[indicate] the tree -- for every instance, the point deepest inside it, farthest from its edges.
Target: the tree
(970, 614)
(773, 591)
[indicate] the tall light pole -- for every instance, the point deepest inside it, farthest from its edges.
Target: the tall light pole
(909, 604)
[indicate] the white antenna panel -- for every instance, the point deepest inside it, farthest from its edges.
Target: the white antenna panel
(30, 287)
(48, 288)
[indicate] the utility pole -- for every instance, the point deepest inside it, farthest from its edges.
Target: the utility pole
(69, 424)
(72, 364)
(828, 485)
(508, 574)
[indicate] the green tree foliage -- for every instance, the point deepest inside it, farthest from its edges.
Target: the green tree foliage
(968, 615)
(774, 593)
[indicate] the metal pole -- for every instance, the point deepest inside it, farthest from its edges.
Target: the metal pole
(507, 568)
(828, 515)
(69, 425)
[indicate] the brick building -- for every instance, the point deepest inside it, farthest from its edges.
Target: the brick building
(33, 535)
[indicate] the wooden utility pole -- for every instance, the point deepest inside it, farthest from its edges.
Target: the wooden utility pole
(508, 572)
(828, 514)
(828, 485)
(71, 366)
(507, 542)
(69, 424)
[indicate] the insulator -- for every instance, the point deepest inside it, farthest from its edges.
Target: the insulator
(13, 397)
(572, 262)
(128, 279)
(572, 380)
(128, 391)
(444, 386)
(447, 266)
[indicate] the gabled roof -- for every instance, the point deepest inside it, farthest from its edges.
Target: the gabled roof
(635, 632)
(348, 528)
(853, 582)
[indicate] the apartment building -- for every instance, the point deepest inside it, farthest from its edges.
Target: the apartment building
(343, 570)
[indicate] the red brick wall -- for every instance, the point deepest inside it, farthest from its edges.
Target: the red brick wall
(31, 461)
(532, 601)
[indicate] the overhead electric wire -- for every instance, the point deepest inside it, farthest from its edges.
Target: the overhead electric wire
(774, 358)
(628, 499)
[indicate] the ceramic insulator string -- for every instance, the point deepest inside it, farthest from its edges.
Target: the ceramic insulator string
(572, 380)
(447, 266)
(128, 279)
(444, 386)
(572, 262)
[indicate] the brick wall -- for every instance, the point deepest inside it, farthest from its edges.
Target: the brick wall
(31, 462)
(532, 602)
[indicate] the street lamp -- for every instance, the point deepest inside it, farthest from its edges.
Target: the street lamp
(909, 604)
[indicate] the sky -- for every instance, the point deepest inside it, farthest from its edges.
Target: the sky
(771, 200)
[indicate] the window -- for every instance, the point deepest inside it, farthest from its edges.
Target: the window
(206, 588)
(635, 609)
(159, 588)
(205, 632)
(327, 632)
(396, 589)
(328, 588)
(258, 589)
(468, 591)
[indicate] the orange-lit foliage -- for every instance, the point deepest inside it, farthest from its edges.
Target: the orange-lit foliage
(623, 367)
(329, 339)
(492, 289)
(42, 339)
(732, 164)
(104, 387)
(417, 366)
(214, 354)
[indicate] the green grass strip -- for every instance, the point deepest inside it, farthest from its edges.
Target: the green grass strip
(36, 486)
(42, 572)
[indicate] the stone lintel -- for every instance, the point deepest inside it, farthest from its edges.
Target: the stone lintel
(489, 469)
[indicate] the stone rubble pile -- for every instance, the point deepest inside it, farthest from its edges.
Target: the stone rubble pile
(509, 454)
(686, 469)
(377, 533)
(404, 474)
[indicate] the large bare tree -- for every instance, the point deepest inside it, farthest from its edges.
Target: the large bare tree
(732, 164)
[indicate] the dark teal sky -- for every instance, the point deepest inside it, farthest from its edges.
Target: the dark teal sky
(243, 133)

------------

Instructions to follow
Retype all of the entries. Keep each one exactly as written.

Task answer
[indicate] the tree -- for every instance, the point deepest inside it, farthest from its edges.
Target: the tree
(970, 614)
(773, 591)
[indicate] the tall light pole -- for every instance, the point deepest inside it, farthest from its edges.
Target: the tall light pole
(909, 604)
[indicate] the white antenna panel -- for every instance, the point deepest inside it, farthest from its edges.
Target: the white antenna panel
(30, 287)
(48, 288)
[indicate] the utility pole -- for every instance, the point deepest inside it, farthest from its edges.
Target: the utility pole
(69, 424)
(72, 364)
(828, 485)
(508, 574)
[indicate] the green tree foliage -- for every instance, the point deepest inside it, farthest from its edges.
Target: the green tree foliage
(968, 615)
(774, 593)
[indicate] the metal pole -- for every instance, the point deepest inside it, farthest from its edges.
Target: the metal pole
(507, 568)
(828, 515)
(69, 425)
[indicate] the brick building -- for every instance, the point deepest inside it, farthest from its edges.
Target: the brick building
(33, 535)
[indicate] the wooden utility pole -- for every instance, the point deepest inside it, farthest from its edges.
Target: the wooden utility pole
(508, 572)
(828, 514)
(828, 485)
(71, 366)
(507, 542)
(69, 424)
[indicate] the insulator -- for every instance, the point deepest inside it, farthest from its edges.
Target: the insulator
(13, 397)
(572, 262)
(128, 279)
(572, 380)
(128, 391)
(444, 386)
(447, 266)
[indicate] the gabled roof -- for every instance, the point deepest inside it, farthest from its edges.
Target: the gabled roof
(635, 632)
(348, 528)
(853, 582)
[indicate] the apartment building -- for every instance, the point deepest inside it, farthest from its edges.
Target: the apartment building
(343, 570)
[indicate] the red brick wall -- for every instance, the point deepest inside it, farthest from its edges.
Target: the red brick wall
(31, 461)
(532, 601)
[indicate] the overhead electric wire -- for every instance, the point deepest inside it, farthest from its edges.
Target: the overhead electric wire
(774, 358)
(628, 499)
[indicate] the ceramic insulator string -- for every instance, the point deepest inside it, farthest from its edges.
Target: the ceramic insulator string
(572, 380)
(447, 266)
(128, 279)
(444, 386)
(572, 262)
[indicate] the brick wall -- for every instance, the point deepest inside it, farthest from its edges.
Target: the brick wall
(31, 462)
(532, 602)
[indicate] the street lamp -- for every instance, the point deepest inside it, farthest from its edges.
Target: the street lamp
(909, 604)
[indicate] the sky -- for every instance, the point deepest inside it, farthest from its edges.
Target: the sky
(771, 200)
[indicate] the window -- for every instance, the point deepest inside it, farthest from its edges.
Target: the window
(206, 588)
(635, 609)
(159, 588)
(205, 632)
(327, 632)
(396, 589)
(328, 588)
(258, 589)
(468, 591)
[indicate] the orange-lit foliage -- for every instance, the point deepest inside it, farthest from its edges.
Target: the orange-lit foliage
(623, 367)
(329, 339)
(492, 289)
(42, 339)
(732, 164)
(104, 387)
(417, 366)
(214, 354)
[indicate] the green grass strip -- for every instance, the point deepest inside it, farthest from its edges.
Target: the green grass strip
(36, 486)
(42, 572)
[indicate] the stone lintel -- for every instance, the point deepest inside it, farthest from its edges.
Target: the stone lintel
(489, 469)
[indicate] the stone rubble pile -- for every instance, the point deepest inside it, farthest from its edges.
Target: the stone rubble pile
(509, 454)
(686, 469)
(377, 533)
(404, 474)
[indicate] the large bare tree -- for every instance, the point deepest inside it, farthest from its edges.
Target: the large bare tree
(732, 164)
[indicate] the dark teal sky -- for every instance, the point deepest inside it, farthest from its edges.
Target: the dark teal sky
(243, 133)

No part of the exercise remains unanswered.